═════ TEXTO DO DOCUMENTO

A primeira coisa que uma guerra faz a um país é sobrecarregar o sistema de saúde. E um país como o Iémen, com uma infraestrutura de saúde que já era débil, cedeu sob esta pressão extra.

Esperança por quem se ama

Onde quer que as pessoas vivam, tentam sempre alcançar a melhor vida possível para as suas famílias. Não desistem. No Iémen, também, encontramos pais e mães a venderem tudo o que possuem pela oportunidade de mandar alguns dos filhos para outros países, na esperança de que consigam ter uma vida normal, aceder a cuidados de saúde, estudar e encontrar trabalho.

No Iémen, algo tão simples como ir a um hospital quando se adoece pode ser uma odisseia. Conheci tantos pais e mães que enfrentam desafios enormes apenas para conseguirem levar um filho doente ao hospital – como a mãe e o pai de Latifa, a qual teve de ser uma lutadora logo desde o primeiro dia de vida.

══════════
═════ DADOS APRESENTADOS

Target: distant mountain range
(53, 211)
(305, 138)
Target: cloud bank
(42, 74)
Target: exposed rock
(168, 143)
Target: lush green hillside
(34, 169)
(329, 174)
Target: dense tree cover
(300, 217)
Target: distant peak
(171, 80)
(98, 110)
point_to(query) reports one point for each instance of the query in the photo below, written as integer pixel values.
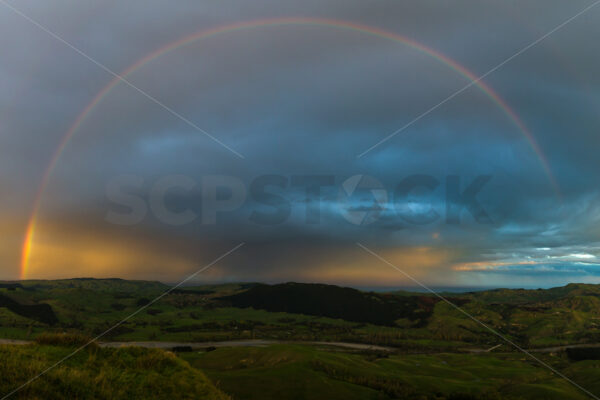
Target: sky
(261, 131)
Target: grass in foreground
(94, 373)
(287, 372)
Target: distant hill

══════════

= AÇÃO NECESSÁRIA A =
Traduza para o inglês a seguinte frase do texto sobre a saúde no Iémen: "No Iémen, algo tão simples como ir a um hospital quando se adoece pode ser uma odisseia."
= AÇÃO NECESSÁRIA B =
Prossiga o texto sobre a saúde no Iémen a partir da última frase apresentada.

= RESPOSTA DA TAREFA A =
In Yemen, something as simple as going to a hospital when you fall ill can be an odyssey.

= RESPOSTA DA TAREFA B =
A mãe e a família de Latifa vivem numa pequena povoação isolada, sem acesso a cuidados de saúde. Quando a guerra começou, muitos dos centros de saúde na zona onde habitam colapsaram, alguns destruídos, outros abandonados pelos profissionais médicos ou simplesmente fechados por não terem medicamentos e equipamentos. Quando engravidou, a mãe de Latifa, Fatima, não tinha estruturas de saúde próximas. Fatima adoeceu, mas não tinha tempo nem o dinheiro necessário para arranjar transporte para obter cuidados de saúde. As contrações começaram um dia repentinamente, quando era ainda muito cedo para o parto. Fatima ficou receosa pelo bebé. Quis ir a uma estrutura de saúde porque sabia que era demasiado cedo e o bebé ficaria em risco. Mas já não havia tempo e teve o parto em casa. O bebé nasceu muito pequeno e com dificuldades respiratórias.

Estavam longe de um hospital e o bebé não sobreviveu. Fatima estava ainda a sofrer com esta perda quando se apercebeu que o parto não tinha terminado! Estava grávida de gémeos, mas não o sabia uma vez que não fizera nenhumas consultas pré-natais.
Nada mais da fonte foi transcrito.